Collected data:
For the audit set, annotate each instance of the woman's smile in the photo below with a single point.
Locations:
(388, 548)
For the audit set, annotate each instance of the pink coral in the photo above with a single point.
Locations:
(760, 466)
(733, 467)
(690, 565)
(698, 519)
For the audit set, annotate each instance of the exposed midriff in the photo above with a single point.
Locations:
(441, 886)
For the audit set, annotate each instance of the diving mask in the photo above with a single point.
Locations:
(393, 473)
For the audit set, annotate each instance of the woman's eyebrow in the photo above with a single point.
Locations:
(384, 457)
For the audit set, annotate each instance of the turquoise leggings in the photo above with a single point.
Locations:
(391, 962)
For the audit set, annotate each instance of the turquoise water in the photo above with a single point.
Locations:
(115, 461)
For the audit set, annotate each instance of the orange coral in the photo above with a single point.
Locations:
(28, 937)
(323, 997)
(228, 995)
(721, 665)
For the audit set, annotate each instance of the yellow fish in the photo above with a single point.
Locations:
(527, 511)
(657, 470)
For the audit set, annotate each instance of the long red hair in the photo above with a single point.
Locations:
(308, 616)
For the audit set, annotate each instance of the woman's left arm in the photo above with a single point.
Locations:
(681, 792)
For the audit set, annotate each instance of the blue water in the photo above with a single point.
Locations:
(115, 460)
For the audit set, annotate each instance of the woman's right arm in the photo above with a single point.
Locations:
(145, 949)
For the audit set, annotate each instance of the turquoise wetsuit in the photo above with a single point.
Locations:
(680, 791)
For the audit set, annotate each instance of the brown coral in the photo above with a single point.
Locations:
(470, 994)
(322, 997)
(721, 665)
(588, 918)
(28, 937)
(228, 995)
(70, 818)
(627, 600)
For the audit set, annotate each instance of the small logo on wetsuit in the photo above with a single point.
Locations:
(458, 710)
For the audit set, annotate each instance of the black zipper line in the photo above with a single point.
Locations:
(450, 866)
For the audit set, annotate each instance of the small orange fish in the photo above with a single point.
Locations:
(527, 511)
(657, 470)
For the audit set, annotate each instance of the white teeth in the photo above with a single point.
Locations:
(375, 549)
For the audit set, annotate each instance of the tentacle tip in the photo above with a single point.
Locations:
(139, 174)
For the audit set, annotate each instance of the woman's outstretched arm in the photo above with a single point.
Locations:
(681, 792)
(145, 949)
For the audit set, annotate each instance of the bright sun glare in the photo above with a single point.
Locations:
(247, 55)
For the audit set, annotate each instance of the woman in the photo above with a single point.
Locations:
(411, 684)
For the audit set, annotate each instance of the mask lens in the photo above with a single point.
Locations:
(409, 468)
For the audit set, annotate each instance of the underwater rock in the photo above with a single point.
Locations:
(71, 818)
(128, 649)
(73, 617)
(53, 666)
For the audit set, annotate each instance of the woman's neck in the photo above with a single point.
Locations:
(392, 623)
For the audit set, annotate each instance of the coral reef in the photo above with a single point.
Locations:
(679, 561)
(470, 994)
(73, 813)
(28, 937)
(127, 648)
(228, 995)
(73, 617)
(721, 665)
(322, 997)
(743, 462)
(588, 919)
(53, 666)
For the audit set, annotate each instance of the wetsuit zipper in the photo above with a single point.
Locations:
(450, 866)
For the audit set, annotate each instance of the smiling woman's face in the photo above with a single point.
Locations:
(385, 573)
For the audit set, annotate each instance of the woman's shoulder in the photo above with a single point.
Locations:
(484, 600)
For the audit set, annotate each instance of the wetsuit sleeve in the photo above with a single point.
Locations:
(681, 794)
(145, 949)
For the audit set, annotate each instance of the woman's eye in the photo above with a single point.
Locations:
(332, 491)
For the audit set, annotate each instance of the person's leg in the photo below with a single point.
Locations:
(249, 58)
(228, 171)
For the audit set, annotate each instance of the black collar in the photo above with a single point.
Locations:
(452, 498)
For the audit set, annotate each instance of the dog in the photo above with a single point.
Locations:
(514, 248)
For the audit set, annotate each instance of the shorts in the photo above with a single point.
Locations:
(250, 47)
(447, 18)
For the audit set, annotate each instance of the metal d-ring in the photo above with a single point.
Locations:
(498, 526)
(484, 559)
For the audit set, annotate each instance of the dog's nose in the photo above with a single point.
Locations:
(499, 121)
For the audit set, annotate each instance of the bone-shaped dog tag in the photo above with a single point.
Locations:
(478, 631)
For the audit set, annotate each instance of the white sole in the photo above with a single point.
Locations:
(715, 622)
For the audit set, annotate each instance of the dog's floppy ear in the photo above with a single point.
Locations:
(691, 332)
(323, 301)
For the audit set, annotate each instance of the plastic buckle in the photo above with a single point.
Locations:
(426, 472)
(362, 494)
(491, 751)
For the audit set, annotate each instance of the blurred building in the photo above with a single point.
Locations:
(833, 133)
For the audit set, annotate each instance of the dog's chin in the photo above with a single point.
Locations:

_WORK INSTRUCTION_:
For each line above that includes "below", make a copy.

_SOLUTION FOR THIS PROBLEM_:
For the audit set, annotate each instance of the woman's smile in the photo below with a single point.
For the audit set, annotate each instance of the person's leg in the photo below with a single point.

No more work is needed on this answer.